- [ACTIVITY]: Return a copy of each line in the listing that includes the word "mountain".

- [DATASET EXCERPTS]:
--

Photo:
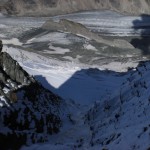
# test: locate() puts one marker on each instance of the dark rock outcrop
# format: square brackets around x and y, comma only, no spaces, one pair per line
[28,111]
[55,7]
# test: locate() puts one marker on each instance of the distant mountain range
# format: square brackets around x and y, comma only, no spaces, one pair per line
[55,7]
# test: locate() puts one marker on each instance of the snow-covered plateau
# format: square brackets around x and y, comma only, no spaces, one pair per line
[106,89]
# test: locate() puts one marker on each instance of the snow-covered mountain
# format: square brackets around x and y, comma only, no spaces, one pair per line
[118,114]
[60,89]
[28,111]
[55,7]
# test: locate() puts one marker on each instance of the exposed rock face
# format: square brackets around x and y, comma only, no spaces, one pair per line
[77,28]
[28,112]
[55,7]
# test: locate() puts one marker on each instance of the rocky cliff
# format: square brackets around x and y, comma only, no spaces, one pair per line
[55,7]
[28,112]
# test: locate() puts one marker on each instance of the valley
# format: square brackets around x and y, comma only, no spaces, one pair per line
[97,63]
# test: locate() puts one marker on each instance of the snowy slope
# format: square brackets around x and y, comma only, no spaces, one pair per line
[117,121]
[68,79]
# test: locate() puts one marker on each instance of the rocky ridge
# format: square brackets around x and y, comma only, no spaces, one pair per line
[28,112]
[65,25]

--

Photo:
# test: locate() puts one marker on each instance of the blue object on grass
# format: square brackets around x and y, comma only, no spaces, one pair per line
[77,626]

--

- [EXERCISE RESPONSE]:
# test: locate() puts one marker on each instance of the distant mountain range
# test: locate() puts one marker on each instance of the snow-covered mountain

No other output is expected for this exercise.